> **Your instructions**
Only one stretch of the data below is needed. Output the lines from the one with "Query: sandy soil" up to and including the one with "Query: dog's front leg", exactly as they stand.

> **Dataset records**
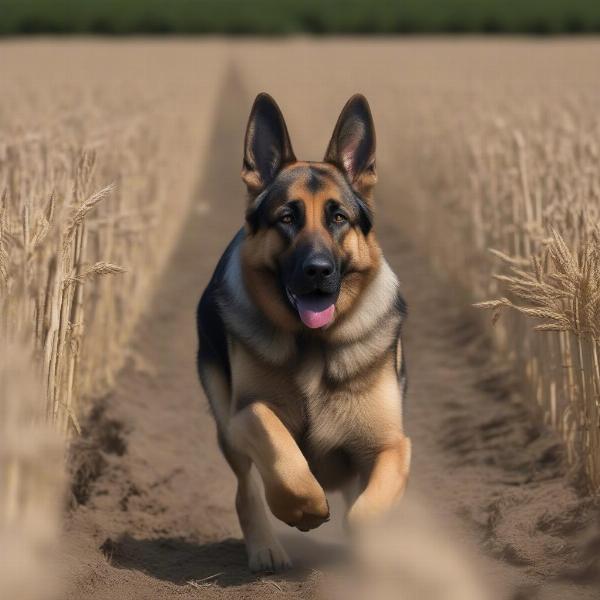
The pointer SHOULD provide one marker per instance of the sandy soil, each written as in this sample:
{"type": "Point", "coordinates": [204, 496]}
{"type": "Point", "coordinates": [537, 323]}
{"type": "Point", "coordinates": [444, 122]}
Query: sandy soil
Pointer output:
{"type": "Point", "coordinates": [155, 506]}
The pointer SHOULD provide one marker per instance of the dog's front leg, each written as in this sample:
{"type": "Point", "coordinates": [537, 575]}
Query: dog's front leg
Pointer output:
{"type": "Point", "coordinates": [293, 494]}
{"type": "Point", "coordinates": [386, 477]}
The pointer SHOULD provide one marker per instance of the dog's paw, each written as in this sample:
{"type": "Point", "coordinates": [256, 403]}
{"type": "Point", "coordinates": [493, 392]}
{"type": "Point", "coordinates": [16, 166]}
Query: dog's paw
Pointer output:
{"type": "Point", "coordinates": [268, 559]}
{"type": "Point", "coordinates": [304, 507]}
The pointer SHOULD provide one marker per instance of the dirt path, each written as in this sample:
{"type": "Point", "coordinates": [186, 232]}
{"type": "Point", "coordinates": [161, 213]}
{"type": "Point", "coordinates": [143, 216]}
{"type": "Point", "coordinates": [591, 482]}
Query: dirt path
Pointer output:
{"type": "Point", "coordinates": [160, 512]}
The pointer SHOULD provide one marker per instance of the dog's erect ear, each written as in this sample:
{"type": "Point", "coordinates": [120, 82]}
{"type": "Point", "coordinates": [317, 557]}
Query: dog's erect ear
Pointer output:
{"type": "Point", "coordinates": [267, 147]}
{"type": "Point", "coordinates": [352, 145]}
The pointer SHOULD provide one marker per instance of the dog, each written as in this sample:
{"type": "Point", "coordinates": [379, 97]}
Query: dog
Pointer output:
{"type": "Point", "coordinates": [300, 350]}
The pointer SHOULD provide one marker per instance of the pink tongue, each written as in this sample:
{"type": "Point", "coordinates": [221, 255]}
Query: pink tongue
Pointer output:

> **Exercise solution**
Query: sandy soil
Pointer output:
{"type": "Point", "coordinates": [155, 506]}
The pointer SHOULD provide one marker per instance of the dog's front leg, each written as in this sample:
{"type": "Point", "coordinates": [537, 575]}
Query: dog's front leg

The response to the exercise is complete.